* _Quoted text_
::::::::::

# Food that moves



## -Jack- (Sep 28, 2009)

Can any one give me good foods that are easy to move around. Basicly packed lunch ideas. Thank you:bounce:


----------



## russforever (Apr 2, 2009)

chickens? they can walk


----------



## T_Woody (Jul 16, 2008)

russforever said:


> chickens? they can walk


haha nice one :bounce:


----------



## Guest (Oct 1, 2009)

Whey and oats. Tuna and wholemeal bread. Chicken and rice/pasta.


----------



## russforever (Apr 2, 2009)

hehe sorry, but yeah, chicken sandwidges, boil chicken night before and then yum yum. Pasta+tuna ina lunch box easily done aswel; boiled eggs also.


----------



## evad (Mar 17, 2008)

::::::::::

(Dataset rows)
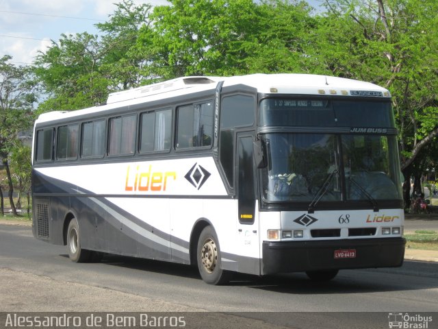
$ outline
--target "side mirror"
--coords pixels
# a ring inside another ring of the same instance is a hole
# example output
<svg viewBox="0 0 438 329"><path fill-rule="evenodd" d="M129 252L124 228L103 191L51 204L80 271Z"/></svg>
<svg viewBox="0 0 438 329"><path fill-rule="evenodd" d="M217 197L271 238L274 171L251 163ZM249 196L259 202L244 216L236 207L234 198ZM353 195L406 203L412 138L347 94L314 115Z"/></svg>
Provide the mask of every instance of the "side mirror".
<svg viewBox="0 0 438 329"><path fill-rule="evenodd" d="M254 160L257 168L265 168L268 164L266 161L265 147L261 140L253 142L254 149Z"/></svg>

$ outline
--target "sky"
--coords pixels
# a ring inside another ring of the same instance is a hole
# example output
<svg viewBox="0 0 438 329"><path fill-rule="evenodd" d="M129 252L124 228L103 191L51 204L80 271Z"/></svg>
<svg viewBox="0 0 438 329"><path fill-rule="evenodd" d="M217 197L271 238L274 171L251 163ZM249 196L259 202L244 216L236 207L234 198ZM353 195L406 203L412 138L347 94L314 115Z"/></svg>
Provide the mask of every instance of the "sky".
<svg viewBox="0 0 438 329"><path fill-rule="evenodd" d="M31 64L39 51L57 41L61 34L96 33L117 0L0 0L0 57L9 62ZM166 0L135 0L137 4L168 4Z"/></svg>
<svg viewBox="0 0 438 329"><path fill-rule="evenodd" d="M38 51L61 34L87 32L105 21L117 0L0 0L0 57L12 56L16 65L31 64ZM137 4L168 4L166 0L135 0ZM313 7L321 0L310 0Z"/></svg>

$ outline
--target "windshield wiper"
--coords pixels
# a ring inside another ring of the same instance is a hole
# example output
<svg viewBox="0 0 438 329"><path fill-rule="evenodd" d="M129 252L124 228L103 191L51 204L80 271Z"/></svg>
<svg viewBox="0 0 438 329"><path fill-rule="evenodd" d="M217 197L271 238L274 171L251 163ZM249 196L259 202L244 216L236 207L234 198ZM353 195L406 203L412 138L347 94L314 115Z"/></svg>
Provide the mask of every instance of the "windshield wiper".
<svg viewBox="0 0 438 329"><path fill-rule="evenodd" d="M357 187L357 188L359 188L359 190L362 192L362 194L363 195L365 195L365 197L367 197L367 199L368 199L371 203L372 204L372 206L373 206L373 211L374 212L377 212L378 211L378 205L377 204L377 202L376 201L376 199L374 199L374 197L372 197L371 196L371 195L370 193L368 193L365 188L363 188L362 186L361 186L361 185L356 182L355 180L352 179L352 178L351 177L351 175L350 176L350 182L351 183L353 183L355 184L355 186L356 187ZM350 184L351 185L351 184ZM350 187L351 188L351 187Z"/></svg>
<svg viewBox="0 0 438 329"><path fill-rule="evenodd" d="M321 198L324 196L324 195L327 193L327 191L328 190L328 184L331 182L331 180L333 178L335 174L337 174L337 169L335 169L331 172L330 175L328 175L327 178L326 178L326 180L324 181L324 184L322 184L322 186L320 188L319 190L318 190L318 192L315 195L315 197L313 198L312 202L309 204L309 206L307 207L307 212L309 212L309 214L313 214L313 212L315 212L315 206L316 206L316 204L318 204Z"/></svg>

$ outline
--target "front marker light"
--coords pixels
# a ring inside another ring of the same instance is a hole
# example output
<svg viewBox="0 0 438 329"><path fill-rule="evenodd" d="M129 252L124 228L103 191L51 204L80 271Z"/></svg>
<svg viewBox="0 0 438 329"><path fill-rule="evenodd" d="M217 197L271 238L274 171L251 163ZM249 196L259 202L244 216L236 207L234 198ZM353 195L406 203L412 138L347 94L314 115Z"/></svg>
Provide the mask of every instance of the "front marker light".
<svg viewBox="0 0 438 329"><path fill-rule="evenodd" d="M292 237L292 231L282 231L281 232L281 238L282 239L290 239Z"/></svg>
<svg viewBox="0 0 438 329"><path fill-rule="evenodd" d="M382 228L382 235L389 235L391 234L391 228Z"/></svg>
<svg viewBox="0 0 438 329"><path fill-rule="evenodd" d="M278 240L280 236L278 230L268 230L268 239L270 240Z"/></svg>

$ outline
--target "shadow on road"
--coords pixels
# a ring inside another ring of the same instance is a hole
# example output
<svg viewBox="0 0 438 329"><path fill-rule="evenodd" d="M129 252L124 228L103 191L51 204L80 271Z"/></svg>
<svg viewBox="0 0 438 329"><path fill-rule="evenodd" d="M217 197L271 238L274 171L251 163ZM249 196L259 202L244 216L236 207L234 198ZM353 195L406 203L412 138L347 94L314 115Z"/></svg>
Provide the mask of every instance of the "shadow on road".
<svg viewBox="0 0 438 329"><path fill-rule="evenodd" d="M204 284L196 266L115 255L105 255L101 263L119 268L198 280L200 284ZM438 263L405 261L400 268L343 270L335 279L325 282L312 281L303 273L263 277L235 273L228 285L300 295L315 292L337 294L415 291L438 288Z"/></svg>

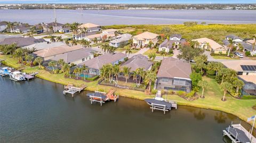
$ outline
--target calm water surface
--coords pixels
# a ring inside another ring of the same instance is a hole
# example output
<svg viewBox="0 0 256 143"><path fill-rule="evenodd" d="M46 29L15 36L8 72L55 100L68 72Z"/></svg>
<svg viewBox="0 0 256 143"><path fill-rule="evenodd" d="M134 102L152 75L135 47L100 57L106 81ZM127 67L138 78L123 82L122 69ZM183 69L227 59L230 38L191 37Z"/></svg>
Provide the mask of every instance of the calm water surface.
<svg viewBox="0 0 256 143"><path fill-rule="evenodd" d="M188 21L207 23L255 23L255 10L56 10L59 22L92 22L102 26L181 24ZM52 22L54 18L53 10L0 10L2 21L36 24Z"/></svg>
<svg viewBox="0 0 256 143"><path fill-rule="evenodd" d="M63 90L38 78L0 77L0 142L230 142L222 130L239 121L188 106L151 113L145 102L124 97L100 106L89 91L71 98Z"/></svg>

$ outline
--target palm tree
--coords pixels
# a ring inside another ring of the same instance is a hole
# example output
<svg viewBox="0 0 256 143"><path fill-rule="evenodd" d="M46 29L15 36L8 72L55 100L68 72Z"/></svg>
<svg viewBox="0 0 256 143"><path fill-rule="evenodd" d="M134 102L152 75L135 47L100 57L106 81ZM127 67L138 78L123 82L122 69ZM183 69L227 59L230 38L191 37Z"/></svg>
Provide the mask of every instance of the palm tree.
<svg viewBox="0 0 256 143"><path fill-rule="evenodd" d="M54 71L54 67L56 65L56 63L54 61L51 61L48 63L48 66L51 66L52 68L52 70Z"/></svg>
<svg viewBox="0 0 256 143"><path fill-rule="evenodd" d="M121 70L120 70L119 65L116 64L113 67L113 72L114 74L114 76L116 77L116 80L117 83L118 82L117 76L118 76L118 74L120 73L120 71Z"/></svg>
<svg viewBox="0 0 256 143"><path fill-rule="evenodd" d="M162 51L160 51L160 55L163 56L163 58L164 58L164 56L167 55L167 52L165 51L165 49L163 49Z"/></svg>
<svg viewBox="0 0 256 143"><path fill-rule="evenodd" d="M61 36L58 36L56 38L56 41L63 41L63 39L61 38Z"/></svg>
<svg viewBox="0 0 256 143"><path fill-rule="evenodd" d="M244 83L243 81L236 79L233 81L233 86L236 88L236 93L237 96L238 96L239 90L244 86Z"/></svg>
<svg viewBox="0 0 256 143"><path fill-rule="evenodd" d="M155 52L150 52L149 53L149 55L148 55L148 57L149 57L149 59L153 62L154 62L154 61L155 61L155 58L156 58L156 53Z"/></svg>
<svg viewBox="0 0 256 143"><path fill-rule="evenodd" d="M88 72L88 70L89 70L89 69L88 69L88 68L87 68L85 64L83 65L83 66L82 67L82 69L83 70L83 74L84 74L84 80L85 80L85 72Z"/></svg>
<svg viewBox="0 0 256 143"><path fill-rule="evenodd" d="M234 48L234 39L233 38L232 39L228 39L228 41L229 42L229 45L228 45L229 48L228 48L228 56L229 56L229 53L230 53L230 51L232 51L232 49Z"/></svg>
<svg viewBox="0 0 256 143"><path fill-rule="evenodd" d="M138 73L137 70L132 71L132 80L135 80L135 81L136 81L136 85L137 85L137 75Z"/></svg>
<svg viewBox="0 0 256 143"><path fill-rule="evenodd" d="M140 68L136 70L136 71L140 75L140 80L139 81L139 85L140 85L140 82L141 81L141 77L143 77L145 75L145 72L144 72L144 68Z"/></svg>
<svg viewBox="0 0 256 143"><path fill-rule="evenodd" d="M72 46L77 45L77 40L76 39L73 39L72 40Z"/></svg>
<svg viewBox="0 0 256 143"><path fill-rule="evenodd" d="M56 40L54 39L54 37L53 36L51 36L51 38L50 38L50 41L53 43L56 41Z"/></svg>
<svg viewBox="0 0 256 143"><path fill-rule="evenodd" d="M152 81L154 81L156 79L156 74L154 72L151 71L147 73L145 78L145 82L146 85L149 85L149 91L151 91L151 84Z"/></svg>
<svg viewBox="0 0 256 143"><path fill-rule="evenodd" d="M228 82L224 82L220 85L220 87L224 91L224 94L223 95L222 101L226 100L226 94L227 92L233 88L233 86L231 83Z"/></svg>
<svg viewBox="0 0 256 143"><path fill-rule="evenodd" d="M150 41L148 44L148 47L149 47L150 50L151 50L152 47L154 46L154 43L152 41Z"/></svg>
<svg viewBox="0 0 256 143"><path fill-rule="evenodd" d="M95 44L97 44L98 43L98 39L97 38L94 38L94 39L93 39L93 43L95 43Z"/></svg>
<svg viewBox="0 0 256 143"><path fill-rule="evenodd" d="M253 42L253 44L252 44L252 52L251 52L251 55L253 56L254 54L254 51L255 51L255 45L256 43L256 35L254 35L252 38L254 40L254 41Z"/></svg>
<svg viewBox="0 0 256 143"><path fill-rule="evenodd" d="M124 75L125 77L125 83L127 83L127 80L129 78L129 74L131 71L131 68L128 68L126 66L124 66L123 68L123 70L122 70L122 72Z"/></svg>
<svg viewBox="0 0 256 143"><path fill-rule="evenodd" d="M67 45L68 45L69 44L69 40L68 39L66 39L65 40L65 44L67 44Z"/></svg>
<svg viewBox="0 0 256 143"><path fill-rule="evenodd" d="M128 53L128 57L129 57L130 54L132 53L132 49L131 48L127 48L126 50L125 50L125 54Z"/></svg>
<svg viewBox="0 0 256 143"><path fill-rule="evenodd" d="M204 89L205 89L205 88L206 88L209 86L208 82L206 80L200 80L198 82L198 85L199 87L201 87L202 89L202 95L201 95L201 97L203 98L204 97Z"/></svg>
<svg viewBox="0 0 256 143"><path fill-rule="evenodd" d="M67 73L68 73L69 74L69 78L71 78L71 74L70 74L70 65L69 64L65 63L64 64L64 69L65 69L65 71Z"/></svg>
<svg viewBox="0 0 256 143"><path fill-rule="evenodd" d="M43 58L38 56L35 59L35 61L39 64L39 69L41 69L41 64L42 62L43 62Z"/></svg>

::::::::::

* _Tasks_
1. In the packed lunch thread, rewrite the part from "## Guest (Oct" up to and including "boiled eggs also.", swapping "boiled eggs" for "hard-boiled eggs".
2. Output the listing above as a numbered list, from its very first line up to and including the line with "51L61 34L87 32L105", skipping blank lines. Leave the pictures out.

* _Results_
1.
## Guest (Oct 1, 2009)

Whey and oats. Tuna and wholemeal bread. Chicken and rice/pasta.


----------



## russforever (Apr 2, 2009)

hehe sorry, but yeah, chicken sandwidges, boil chicken night before and then yum yum. Pasta+tuna ina lunch box easily done aswel; hard-boiled eggs also.

2.
1. $ outline
2. --target "side mirror"
3. --coords pixels
4. # a ring inside another ring of the same instance is a hole
5. # example output
6. <svg viewBox="0 0 438 329"><path fill-rule="evenodd" d="M129 252L124 228L103 191L51 204L80 271Z"/></svg>
7. <svg viewBox="0 0 438 329"><path fill-rule="evenodd" d="M217 197L271 238L274 171L251 163ZM249 196L259 202L244 216L236 207L234 198ZM353 195L406 203L412 138L347 94L314 115Z"/></svg>
8. Provide the mask of every instance of the "side mirror".
9. <svg viewBox="0 0 438 329"><path fill-rule="evenodd" d="M254 160L257 168L265 168L268 164L266 161L265 147L261 140L253 142L254 149Z"/></svg>
10. $ outline
11. --target "sky"
12. --coords pixels
13. # a ring inside another ring of the same instance is a hole
14. # example output
15. <svg viewBox="0 0 438 329"><path fill-rule="evenodd" d="M129 252L124 228L103 191L51 204L80 271Z"/></svg>
16. <svg viewBox="0 0 438 329"><path fill-rule="evenodd" d="M217 197L271 238L274 171L251 163ZM249 196L259 202L244 216L236 207L234 198ZM353 195L406 203L412 138L347 94L314 115Z"/></svg>
17. Provide the mask of every instance of the "sky".
18. <svg viewBox="0 0 438 329"><path fill-rule="evenodd" d="M31 64L39 51L57 41L61 34L96 33L117 0L0 0L0 57L9 62ZM166 0L135 0L137 4L168 4Z"/></svg>
19. <svg viewBox="0 0 438 329"><path fill-rule="evenodd" d="M38 51L61 34L87 32L105 21L117 0L0 0L0 57L12 56L16 65L31 64ZM137 4L168 4L166 0L135 0ZM313 7L321 0L310 0Z"/></svg>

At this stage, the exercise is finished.